===== TEXTO FUENTE =====
La ascensión del Señor


Galilea se convierte para los discípulos en una teofanía, en una experiencia en la que se les manifiesta Jesús que está vivo


Con la fiesta litúrgica de la ascensión del Señor entramos a la recta final del tiempo de Pascua, estos cincuenta días que cerraremos el próximo domingo con la fiesta de Pentecostés, la fiesta del Espíritu.

Indudablemente este año ha sido una cincuentena pascual distinta; en la experiencia de algunos cristianos, ensombrecida por el miedo, la incertidumbre y la tristeza que implica el encerramiento por la amenaza del coronavirus; en la experiencia de otros, estará siendo también una oportunidad de vivirla con mayor riqueza, porque precisamente el haberse detenido tantas actividades ha favorecido abrir las puertas del corazón al silencio, a la oración, a la lectura y a un más cuidadoso discernimiento.

Al leer el texto del evangelio les propongo fijar la atención en cuatro elementos que nos pueden servir como inspiración.
===== DATOS PROPORCIONADOS =====
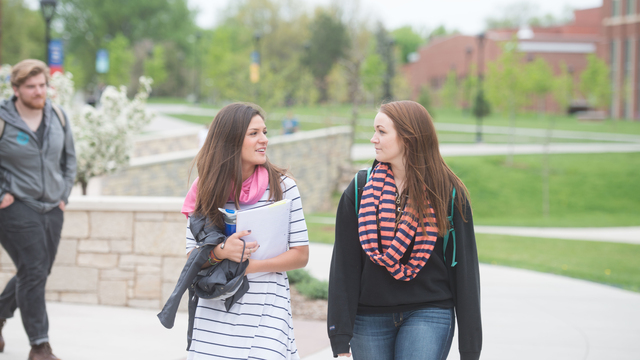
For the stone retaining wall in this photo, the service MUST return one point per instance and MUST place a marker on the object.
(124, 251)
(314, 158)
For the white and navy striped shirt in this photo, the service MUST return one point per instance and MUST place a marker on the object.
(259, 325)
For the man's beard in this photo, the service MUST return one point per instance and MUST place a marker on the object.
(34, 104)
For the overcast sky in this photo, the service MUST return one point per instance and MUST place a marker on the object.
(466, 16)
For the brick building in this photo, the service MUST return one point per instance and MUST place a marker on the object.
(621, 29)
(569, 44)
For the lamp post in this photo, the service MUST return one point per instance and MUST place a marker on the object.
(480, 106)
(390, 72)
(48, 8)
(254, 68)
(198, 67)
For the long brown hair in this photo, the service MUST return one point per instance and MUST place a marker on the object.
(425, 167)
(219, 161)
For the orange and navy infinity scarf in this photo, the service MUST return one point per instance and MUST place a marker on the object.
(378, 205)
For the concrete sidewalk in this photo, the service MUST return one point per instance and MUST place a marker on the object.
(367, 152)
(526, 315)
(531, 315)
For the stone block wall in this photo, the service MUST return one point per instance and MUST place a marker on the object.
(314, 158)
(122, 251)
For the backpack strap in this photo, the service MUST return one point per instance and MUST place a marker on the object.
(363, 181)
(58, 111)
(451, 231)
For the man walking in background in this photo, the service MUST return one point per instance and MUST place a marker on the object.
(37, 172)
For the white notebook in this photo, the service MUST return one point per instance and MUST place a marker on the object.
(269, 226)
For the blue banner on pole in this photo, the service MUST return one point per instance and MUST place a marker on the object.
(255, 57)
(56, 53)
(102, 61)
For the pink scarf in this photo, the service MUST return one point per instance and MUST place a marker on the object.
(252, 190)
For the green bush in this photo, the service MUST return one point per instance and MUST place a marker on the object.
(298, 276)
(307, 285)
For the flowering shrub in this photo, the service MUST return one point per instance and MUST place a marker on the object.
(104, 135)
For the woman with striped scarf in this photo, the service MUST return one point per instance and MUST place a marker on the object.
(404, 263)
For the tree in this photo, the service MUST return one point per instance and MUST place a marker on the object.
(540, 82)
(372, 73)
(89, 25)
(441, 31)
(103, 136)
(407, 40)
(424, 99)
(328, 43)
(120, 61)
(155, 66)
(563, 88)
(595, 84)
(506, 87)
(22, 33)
=====
===== DATOS PROPORCIONADOS =====
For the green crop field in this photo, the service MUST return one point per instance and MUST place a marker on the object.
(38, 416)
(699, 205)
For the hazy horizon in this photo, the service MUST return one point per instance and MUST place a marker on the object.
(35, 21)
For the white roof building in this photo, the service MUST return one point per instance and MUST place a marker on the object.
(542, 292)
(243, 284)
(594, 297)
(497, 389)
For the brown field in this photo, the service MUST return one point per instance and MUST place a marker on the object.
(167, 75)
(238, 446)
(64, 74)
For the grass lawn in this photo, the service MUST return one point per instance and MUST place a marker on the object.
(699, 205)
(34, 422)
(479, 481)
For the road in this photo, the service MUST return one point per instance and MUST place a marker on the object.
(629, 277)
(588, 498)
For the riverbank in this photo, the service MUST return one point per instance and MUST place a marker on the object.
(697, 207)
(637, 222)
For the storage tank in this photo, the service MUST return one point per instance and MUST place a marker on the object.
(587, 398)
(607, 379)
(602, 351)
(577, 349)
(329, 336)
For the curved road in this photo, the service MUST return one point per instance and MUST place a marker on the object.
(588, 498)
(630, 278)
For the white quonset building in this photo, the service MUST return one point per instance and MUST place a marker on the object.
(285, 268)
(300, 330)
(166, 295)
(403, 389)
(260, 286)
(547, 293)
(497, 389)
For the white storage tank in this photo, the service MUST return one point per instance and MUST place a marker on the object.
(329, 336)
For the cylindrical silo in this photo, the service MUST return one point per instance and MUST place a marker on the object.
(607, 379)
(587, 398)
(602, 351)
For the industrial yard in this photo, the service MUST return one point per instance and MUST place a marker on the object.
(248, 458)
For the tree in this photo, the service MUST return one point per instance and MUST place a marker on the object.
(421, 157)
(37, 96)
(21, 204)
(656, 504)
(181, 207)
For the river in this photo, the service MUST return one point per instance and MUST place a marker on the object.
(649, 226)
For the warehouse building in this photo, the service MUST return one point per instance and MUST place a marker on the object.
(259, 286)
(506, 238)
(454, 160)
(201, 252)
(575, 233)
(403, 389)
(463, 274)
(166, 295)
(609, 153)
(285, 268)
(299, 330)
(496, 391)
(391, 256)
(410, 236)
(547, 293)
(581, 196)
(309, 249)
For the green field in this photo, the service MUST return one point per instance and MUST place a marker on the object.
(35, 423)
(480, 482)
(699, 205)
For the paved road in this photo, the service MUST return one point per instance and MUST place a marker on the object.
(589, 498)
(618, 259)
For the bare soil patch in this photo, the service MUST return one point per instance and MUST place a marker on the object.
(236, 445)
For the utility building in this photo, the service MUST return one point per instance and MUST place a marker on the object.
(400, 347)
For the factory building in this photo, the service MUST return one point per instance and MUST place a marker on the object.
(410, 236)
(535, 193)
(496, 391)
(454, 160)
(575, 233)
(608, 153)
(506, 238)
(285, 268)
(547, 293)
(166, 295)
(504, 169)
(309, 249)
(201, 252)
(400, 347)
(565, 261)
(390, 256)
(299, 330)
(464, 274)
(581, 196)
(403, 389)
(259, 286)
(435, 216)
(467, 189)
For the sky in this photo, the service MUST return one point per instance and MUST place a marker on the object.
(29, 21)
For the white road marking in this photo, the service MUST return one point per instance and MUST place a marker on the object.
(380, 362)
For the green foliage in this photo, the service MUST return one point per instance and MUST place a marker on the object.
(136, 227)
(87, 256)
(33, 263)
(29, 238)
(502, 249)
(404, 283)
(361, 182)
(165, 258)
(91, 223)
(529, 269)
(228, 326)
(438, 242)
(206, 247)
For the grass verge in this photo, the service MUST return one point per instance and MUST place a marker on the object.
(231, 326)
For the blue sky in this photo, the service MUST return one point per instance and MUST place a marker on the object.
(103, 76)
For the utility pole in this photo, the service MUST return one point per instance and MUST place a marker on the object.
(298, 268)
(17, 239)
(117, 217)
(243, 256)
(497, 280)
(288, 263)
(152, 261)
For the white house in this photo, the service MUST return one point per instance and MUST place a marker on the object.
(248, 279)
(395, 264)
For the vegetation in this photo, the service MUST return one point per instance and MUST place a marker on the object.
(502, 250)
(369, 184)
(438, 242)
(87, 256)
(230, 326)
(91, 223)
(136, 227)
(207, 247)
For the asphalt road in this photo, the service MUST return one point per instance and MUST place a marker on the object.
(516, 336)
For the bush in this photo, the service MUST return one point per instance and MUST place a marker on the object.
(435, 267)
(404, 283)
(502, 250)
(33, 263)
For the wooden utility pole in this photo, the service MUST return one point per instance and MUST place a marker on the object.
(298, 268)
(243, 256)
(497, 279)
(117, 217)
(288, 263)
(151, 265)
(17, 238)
=====
===== DATOS PROPORCIONADOS =====
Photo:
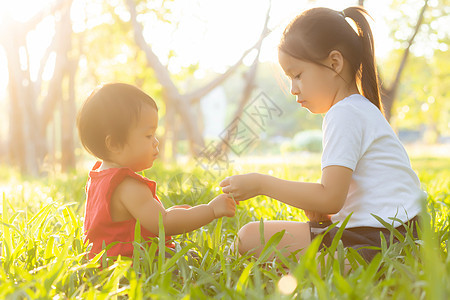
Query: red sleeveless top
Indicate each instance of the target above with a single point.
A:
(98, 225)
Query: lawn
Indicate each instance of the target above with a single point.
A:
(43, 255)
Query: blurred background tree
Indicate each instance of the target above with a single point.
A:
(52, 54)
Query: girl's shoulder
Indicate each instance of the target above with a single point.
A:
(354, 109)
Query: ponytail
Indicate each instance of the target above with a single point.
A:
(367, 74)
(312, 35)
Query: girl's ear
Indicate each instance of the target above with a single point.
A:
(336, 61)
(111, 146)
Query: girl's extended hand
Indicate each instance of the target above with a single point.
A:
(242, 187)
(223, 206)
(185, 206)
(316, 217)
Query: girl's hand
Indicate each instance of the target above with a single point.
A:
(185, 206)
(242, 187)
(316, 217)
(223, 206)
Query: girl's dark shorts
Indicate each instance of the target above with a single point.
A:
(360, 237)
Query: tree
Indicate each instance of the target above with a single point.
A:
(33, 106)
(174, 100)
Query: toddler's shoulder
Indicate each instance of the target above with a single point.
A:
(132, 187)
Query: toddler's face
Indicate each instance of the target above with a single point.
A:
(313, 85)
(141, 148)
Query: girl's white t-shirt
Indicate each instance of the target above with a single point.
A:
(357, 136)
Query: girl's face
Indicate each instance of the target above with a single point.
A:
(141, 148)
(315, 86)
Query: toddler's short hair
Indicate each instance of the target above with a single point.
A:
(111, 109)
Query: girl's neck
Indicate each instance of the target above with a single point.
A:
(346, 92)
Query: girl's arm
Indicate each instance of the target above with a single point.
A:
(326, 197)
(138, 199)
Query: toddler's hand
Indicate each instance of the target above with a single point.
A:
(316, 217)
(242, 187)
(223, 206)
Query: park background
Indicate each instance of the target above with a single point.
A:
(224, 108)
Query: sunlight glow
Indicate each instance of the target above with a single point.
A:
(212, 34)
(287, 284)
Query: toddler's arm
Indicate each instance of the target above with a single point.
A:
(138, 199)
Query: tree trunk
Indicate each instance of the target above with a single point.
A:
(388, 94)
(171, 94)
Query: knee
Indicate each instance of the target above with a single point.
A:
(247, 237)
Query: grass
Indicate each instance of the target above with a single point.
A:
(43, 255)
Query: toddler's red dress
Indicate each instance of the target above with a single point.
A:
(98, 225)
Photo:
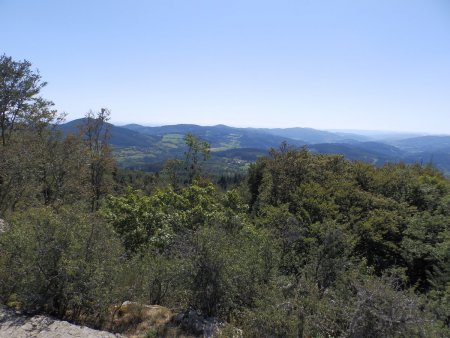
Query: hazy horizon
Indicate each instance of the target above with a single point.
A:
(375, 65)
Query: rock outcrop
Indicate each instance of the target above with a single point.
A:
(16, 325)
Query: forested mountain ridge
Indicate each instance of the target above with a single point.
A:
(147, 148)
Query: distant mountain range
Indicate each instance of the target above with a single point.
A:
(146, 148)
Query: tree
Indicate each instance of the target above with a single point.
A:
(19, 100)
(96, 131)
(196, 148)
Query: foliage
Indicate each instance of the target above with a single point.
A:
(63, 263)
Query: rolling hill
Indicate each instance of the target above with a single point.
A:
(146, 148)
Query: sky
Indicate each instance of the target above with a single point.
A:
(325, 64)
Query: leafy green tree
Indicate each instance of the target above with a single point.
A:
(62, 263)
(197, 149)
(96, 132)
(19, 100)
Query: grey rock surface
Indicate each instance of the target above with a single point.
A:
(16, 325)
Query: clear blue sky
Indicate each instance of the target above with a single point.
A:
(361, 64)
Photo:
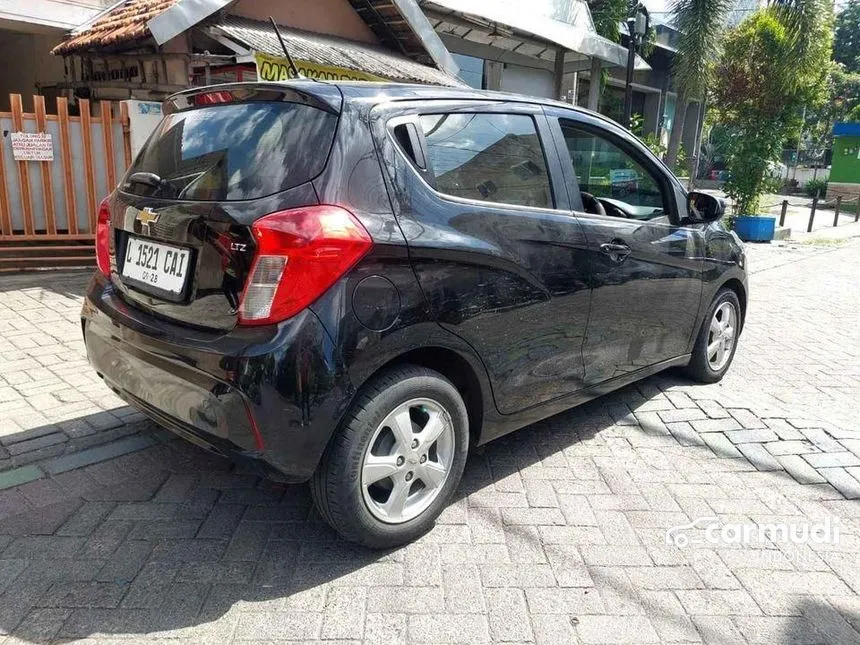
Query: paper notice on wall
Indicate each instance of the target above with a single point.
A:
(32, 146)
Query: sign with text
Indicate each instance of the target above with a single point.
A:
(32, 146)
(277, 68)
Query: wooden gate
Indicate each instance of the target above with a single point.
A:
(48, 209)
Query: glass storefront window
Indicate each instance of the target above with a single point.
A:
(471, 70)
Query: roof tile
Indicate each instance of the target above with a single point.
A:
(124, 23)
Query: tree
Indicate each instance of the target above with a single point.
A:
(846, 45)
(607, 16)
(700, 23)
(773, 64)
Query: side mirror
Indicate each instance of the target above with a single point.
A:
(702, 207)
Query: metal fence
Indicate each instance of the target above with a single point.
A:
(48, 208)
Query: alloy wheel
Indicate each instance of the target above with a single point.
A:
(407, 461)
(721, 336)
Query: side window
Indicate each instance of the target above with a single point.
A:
=====
SEGÚN LA INFORMACIÓN ▸
[1] En el texto sobre la ascensión del Señor, ¿con qué fiesta se cerrará el tiempo de Pascua?
[2] Resuma en forma de lista el párrafo del texto sobre la ascensión del Señor que comienza con «Indudablemente este año ha sido».
[3] Prosiga el texto sobre la ascensión del Señor a partir de su última oración.
Las entradas no guardan ninguna relación con el texto sobre la ascensión del Señor.

RESPUESTAS REDACTADAS ▸
[1] Con la fiesta de Pentecostés, la fiesta del Espíritu, el domingo siguiente.

[2]
- Este año la cincuentena pascual ha sido distinta.
- Para algunos cristianos, el encierro por la amenaza del coronavirus la ha ensombrecido con miedo, incertidumbre y tristeza.
- Para otros, ha sido una oportunidad de vivirla con mayor riqueza.
- La detención de tantas actividades ha favorecido el silencio, la oración, la lectura y un discernimiento más cuidadoso.

[3]
El primero nos ubica en el espacio donde Jesús resucitado había prometido a sus discípulos que lo habrían de ver, en Galilea, entendiendo que más que a un lugar geográfico hace referencia a un lugar teológico, es decir a una experiencia de fe. Galilea es la vida cotidiana de los discípulos, ahí donde estaba su familia, sus vecinos y sus labores. Así Galilea, que es la realidad cotidiana, se convierte para los discípulos en una teofanía, en una experiencia en la que se les manifiesta Jesús que está vivo.

El segundo elemento hace referencia precisamente a la experiencia de los discípulos en su encuentro con el resucitado, resaltando el evangelio dos actitudes: adoración y titubeo. Parece que en la vida cristiana, en nuestro encuentro con el Misterio, son dos actitudes que siempre van juntas. Dios es misterio por naturaleza. Nuestro corazón se siente atraído por Él, porque hemos sido creados para la trascendencia, pero siempre nos experimentaremos limitados para comprenderlo y para contenerlo.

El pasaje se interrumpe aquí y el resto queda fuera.